- _DIRECTIONS_
Copy everything from the line containing "Looking at the screenshot" down to the end of the data, putting "emblem" where "star logo" appears and leaving the rest unchanged.
***** DATA PROVIDED *****
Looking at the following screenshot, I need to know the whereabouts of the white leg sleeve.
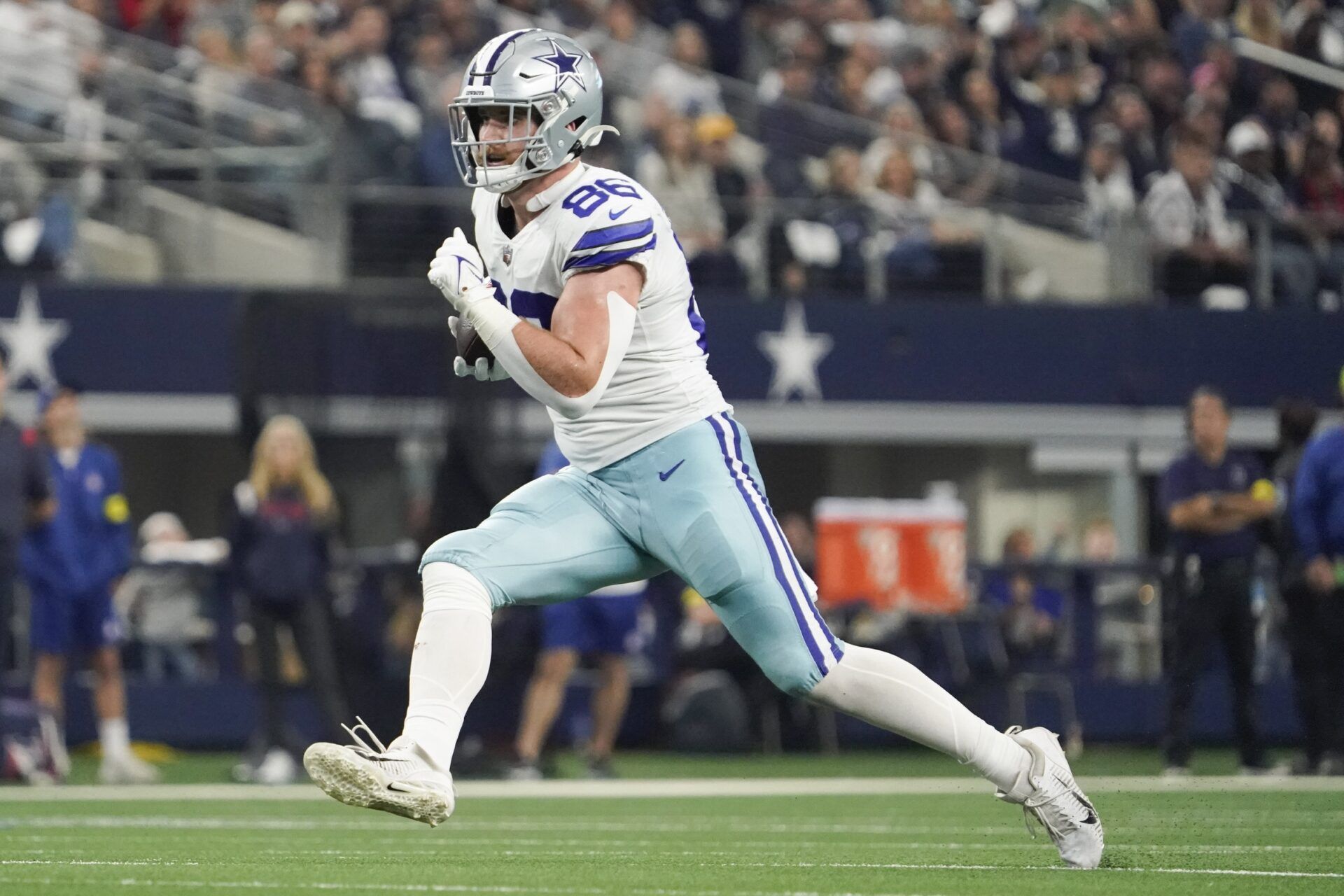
[398,563,492,771]
[808,645,1031,792]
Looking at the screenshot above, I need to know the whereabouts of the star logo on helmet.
[533,38,587,92]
*****
- _SOLUTION FOR THIS TASK_
Looking at the screenshot above, I need to know the whereabouts of the emblem on helmet.
[533,38,587,92]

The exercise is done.